▼
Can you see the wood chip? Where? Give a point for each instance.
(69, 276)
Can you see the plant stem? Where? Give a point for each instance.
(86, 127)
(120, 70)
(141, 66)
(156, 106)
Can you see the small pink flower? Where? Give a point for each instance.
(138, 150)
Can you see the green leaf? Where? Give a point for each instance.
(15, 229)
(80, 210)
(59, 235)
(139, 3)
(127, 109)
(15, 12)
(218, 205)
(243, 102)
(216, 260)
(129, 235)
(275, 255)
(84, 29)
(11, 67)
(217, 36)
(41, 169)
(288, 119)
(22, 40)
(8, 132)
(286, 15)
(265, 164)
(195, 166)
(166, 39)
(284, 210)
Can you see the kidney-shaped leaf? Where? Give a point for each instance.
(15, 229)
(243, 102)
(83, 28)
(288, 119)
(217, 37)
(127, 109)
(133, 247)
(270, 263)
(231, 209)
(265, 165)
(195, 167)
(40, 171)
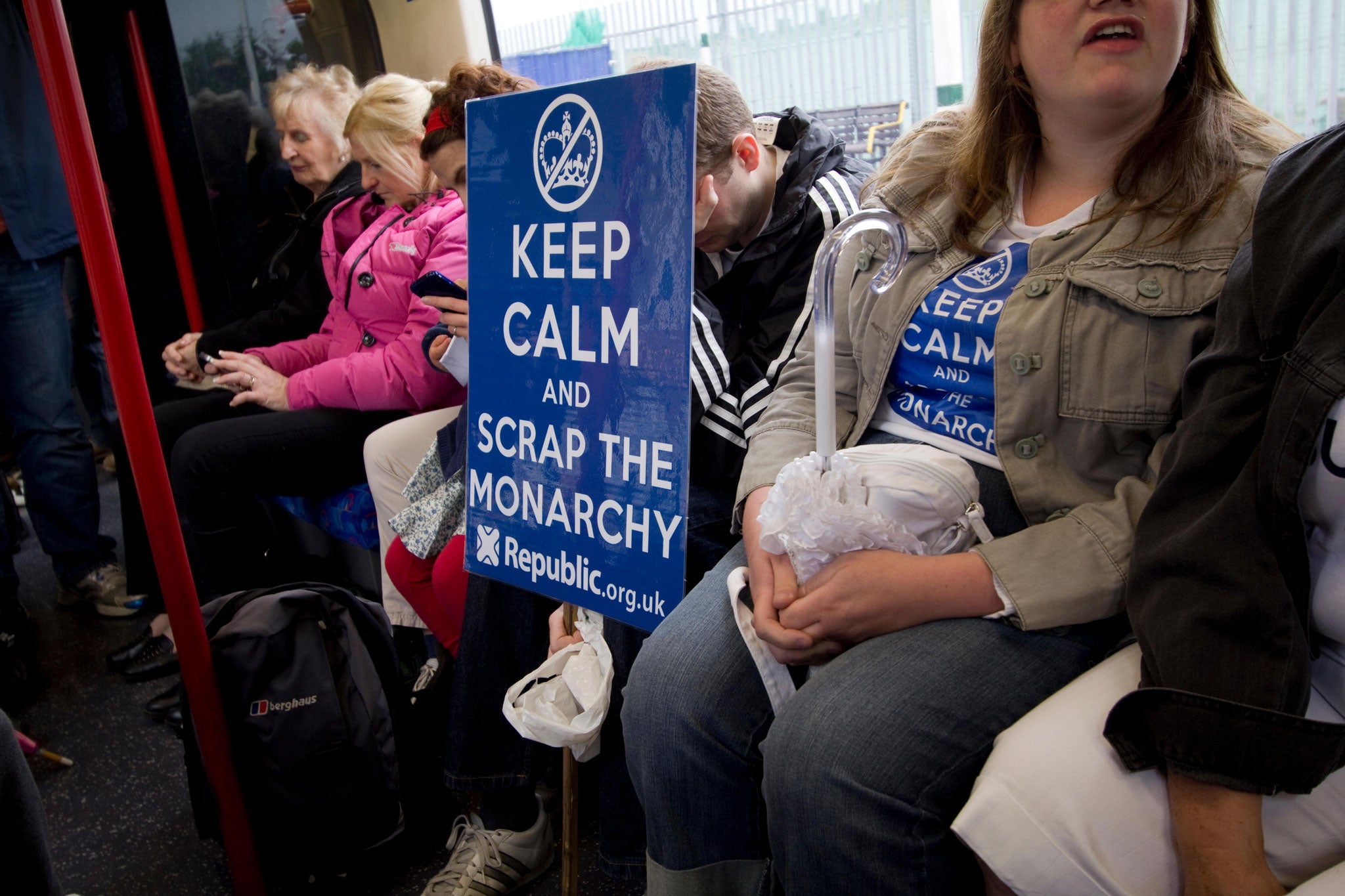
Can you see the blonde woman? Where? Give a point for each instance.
(1075, 223)
(300, 410)
(309, 106)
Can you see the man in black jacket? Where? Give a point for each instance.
(768, 191)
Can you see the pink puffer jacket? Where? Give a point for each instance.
(368, 354)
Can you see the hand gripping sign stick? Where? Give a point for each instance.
(824, 310)
(93, 221)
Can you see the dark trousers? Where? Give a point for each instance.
(35, 378)
(222, 459)
(505, 637)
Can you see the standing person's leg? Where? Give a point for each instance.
(24, 856)
(219, 469)
(621, 819)
(694, 717)
(35, 370)
(91, 362)
(871, 762)
(391, 454)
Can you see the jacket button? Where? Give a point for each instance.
(1026, 449)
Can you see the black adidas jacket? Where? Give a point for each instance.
(747, 324)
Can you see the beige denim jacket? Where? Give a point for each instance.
(1091, 349)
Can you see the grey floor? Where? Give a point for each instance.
(120, 820)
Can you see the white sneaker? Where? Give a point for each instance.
(105, 589)
(493, 861)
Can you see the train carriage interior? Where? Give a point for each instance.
(201, 192)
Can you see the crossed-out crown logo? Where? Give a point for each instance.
(988, 274)
(487, 545)
(264, 707)
(568, 152)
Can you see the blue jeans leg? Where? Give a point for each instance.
(868, 766)
(865, 769)
(35, 378)
(694, 717)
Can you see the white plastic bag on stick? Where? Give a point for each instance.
(564, 702)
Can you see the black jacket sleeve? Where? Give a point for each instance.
(295, 316)
(1219, 585)
(715, 393)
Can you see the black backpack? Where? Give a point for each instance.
(310, 683)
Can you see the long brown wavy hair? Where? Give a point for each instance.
(1183, 168)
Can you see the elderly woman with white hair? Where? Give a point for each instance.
(298, 412)
(310, 106)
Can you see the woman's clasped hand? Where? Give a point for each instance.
(254, 379)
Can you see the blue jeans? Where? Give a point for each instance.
(505, 637)
(35, 378)
(854, 786)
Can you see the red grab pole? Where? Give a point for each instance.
(163, 175)
(93, 221)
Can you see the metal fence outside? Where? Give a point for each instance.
(634, 30)
(816, 54)
(1286, 55)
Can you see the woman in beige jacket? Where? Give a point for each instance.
(1070, 234)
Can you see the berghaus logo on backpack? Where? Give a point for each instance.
(264, 707)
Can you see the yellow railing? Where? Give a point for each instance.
(902, 117)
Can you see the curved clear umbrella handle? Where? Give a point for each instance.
(824, 310)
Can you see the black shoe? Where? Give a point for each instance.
(159, 658)
(174, 719)
(160, 704)
(128, 653)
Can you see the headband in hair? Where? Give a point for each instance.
(436, 121)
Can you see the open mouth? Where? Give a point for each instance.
(1115, 30)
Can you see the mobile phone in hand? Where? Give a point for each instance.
(435, 284)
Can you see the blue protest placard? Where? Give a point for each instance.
(580, 282)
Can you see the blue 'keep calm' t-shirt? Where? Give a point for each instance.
(942, 385)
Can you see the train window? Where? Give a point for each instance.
(229, 54)
(872, 68)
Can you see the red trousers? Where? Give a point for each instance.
(436, 587)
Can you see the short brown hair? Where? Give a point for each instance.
(721, 114)
(467, 81)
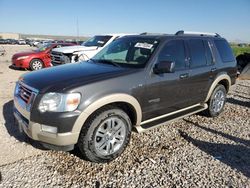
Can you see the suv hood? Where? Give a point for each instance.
(71, 49)
(65, 77)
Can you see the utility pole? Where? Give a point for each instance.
(77, 29)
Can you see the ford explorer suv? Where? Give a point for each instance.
(83, 52)
(137, 82)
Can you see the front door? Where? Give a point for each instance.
(168, 92)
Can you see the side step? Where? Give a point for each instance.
(170, 117)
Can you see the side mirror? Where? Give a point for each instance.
(164, 67)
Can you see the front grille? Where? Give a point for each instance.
▲
> _PROBLEM_: Number every line above in order, skipping blank lines and leaving out the pictures.

> _EXERCISE SOLUTION_:
1. Can you see the wood chip? Where? Give a point for each instance.
2. (69, 276)
3. Can you see the plant stem? Where? Give a point for each instance.
4. (86, 127)
5. (120, 70)
6. (141, 66)
7. (156, 106)
8. Can you see the small pink flower? Where? Give a point for each instance.
9. (138, 150)
10. Can you see the green leaf? Where? Give a point for each instance.
11. (15, 229)
12. (80, 210)
13. (59, 235)
14. (139, 3)
15. (127, 109)
16. (15, 12)
17. (218, 205)
18. (243, 102)
19. (216, 260)
20. (129, 235)
21. (275, 255)
22. (84, 29)
23. (11, 67)
24. (217, 36)
25. (41, 169)
26. (288, 119)
27. (22, 40)
28. (8, 132)
29. (286, 15)
30. (265, 164)
31. (195, 166)
32. (166, 39)
33. (284, 210)
34. Can you see the kidney-shaped leaf? Where? Give a point for each instance.
35. (15, 229)
36. (243, 102)
37. (83, 28)
38. (288, 119)
39. (217, 37)
40. (127, 109)
41. (133, 247)
42. (270, 263)
43. (231, 209)
44. (265, 165)
45. (195, 167)
46. (40, 171)
47. Can you see the blonde woman? Where? Give a point for each instance.
48. (1075, 223)
49. (300, 410)
50. (309, 106)
51. Can you see the man in black jacket? Where? Give a point for each instance.
52. (768, 191)
53. Can you see the pink puffer jacket? Where? Give a point for each instance.
54. (368, 354)
55. Can you see the hand gripping sign stick? Where? Give a point for each instance.
56. (824, 310)
57. (93, 221)
58. Can you see the dark trousers? Where? Give a point for each instance.
59. (35, 378)
60. (222, 459)
61. (505, 637)
62. Can you see the standing person's leg? Where? Give a point for each instance.
63. (24, 856)
64. (219, 469)
65. (621, 819)
66. (694, 717)
67. (35, 370)
68. (91, 362)
69. (871, 762)
70. (391, 454)
71. Can you see the jacket button? Where? Give a point for each instance.
72. (1026, 449)
73. Can you see the black adidas jacket? Where? Give a point for each instance.
74. (747, 324)
75. Can you see the beige denim jacket? Where? Give a point for each instance.
76. (1091, 349)
77. Can you see the grey floor? Where? Give a point for each instance.
78. (120, 820)
79. Can you see the white sneaker? Where? Give a point for each instance.
80. (105, 589)
81. (493, 861)
82. Can you see the train carriage interior? Where? Give a point for each instance.
83. (201, 192)
84. Can you see the crossed-out crown logo? Where? Give a point for each instance.
85. (988, 274)
86. (487, 545)
87. (264, 707)
88. (568, 152)
89. Can you see the blue jeans leg? Where? Give a point for each instance.
90. (868, 766)
91. (865, 769)
92. (35, 378)
93. (694, 717)
94. Can you see the white plastic bag on stick? Where? Give a point for each instance.
95. (564, 702)
96. Can you see the black jacket sleeve? Where? Give a point for each instance.
97. (295, 316)
98. (1219, 585)
99. (715, 393)
100. Can you see the black backpack? Where? Give a point for each instance.
101. (310, 683)
102. Can you see the long brown wavy hair? Where? Give a point for each instance.
103. (1183, 168)
104. Can you see the elderly woman with white hair? Where? Give a point for each instance.
105. (298, 412)
106. (310, 106)
107. Can you see the woman's clasped hand? Where? Give a point for each instance.
108. (254, 379)
109. Can you see the blue jeans? Where? Give a point for each instance.
110. (505, 637)
111. (35, 378)
112. (854, 786)
113. Can you see the red grab pole? Where? Give a point for each instance.
114. (163, 175)
115. (93, 221)
116. Can you see the metal fence outside? Where? Give a point for each instance.
117. (634, 30)
118. (816, 54)
119. (1286, 55)
120. Can you see the woman in beige jacket? Where? Give a point for each instance.
121. (1070, 234)
122. Can you see the berghaus logo on backpack? Where? Give a point for each instance.
123. (264, 707)
124. Can you see the yellow railing? Where? Give a point for each instance.
125. (902, 117)
126. Can you see the curved clear umbrella handle? Where? Give a point for each instance.
127. (824, 310)
128. Can you see the black shoe? Where? Give a point for each instance.
129. (159, 658)
130. (174, 719)
131. (160, 704)
132. (128, 653)
133. Can you see the headband in hair? Where? Give a point for each instance.
134. (436, 121)
135. Can you see the open mouth? Where? Give a point for each instance.
136. (1115, 30)
137. Can you see the mobile phone in hand? Where? Give a point for each instance.
138. (435, 284)
139. Can you see the blue protest placard? Where? Give a point for each instance.
140. (580, 282)
141. Can you see the blue 'keep calm' t-shirt? Where? Give a point for each instance.
142. (942, 385)
143. Can you see the train window? Where? Give a point for each instance.
144. (229, 54)
145. (872, 68)
146. Can you see the red trousers? Where? Give a point for each instance.
147. (436, 587)
148. Can you see the short brown hair? Where? Give a point for each instance.
149. (721, 114)
150. (467, 81)
151. Can you see the suv hood? Where? Give a point for each instance.
152. (71, 49)
153. (65, 77)
154. Can you see the utility pole? Where? Give a point for each instance.
155. (77, 29)
156. Can you see the ford explorer suv? Where? Give a point for each instance.
157. (83, 52)
158. (137, 82)
159. Can you see the front door? Where? Give a point for each instance.
160. (168, 92)
161. Can you see the side step? Where? Give a point for each instance.
162. (170, 117)
163. Can you see the side mirror? Where? Give a point for each instance.
164. (164, 67)
165. Can you see the front grille? Where? Give a point for each instance.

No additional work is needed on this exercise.